Assignment:
Check each line of the entries for "Target" and report the ones that have it.

Material supplied:
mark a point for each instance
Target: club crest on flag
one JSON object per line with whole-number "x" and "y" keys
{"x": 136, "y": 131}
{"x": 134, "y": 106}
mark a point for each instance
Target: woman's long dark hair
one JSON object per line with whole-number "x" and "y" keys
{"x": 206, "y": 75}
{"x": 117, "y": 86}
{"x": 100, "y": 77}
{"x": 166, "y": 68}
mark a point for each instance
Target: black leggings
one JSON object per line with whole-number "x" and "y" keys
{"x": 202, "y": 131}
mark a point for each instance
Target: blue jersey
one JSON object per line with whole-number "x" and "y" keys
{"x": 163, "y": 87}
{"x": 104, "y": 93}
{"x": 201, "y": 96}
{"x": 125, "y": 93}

...

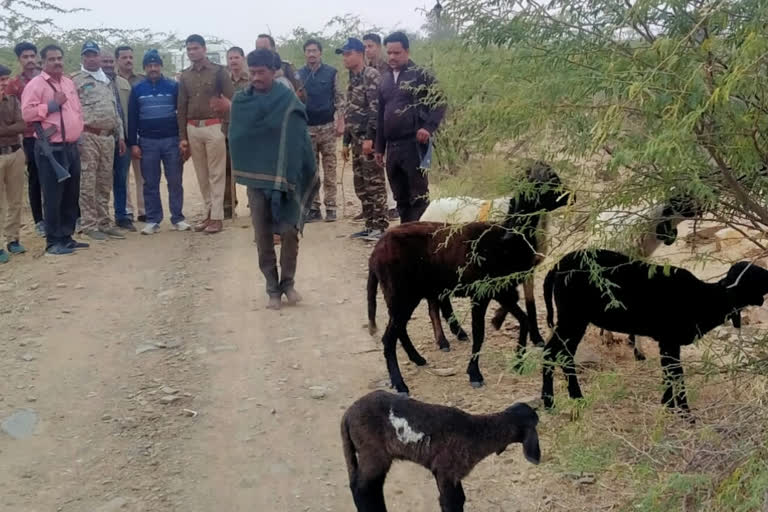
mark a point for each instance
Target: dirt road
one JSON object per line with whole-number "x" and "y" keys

Answer space:
Target: club crest on flag
Target: woman's long dark hair
Target: black leggings
Target: blue jersey
Target: dirt road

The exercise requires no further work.